You asked about destroying "life", not the life of a fetus.
This seems highly disingenuous in the context of a discussion about abortion. It's also irrelevant, because if you have yet to show that it is always wrong to destroy a fetus, you necessarily have not yet shown that it is always wrong to destroy life.
I should add that should I agree that it is always wrong to destroy a particular life or a particular sort of life, it does not necessarily follow that I agree that it is always wrong to destroy life, unless you can show that this moral mandate is consequent of a quality universally present in all life.
But at any rate, no a fetus can't talk, obviously. But whatever the life of a fetus may entail, it's still a human life and we as civilized individuals should work to protect those who cannot protect themselves. Being unable to talk, walk, blink, etc. should not invalidate that right, either.
I agree that the life of a fetus is a human life. I don't agree that you've shown that it is always wrong to end human lives.
The inability to talk, walk, blink, think, etc. doesn't affect any duties we have with respect to preserving the life of a fetus--it merely invalidates the equivalences you're trying to draw between the life of a fetus and the life of a person.

▸ **AIM**
According to the debate passage, what does the inability to talk, walk, blink, or think invalidate? The entries after this point are separate from the debate passage.

▸ **DATA PROVIDED**
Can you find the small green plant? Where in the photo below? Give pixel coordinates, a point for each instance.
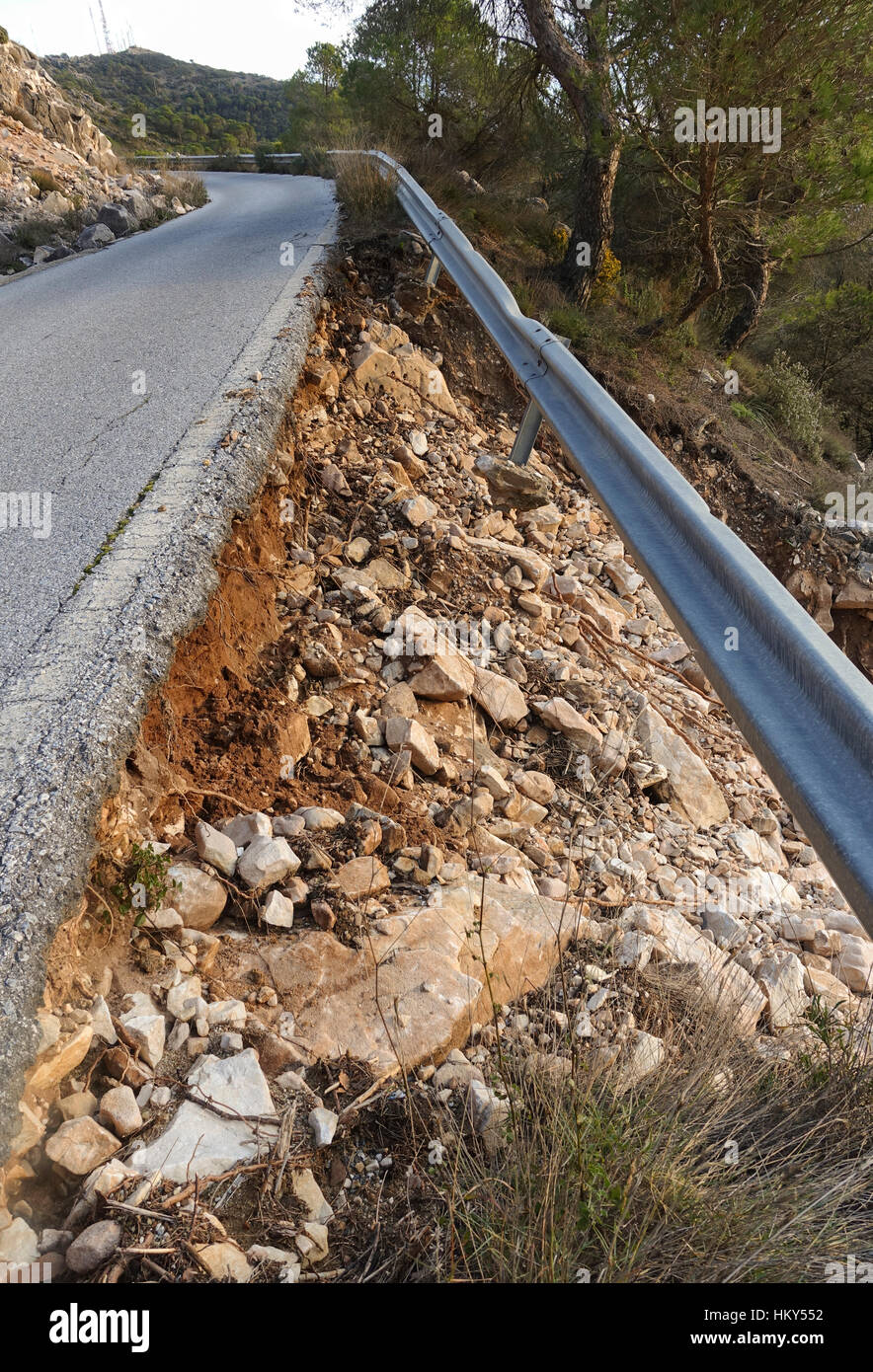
(570, 323)
(189, 187)
(146, 882)
(796, 402)
(837, 1050)
(45, 182)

▸ **RESULT OF THE TASK**
It invalidates the equivalences the other side is trying to draw between the life of a fetus and the life of a person.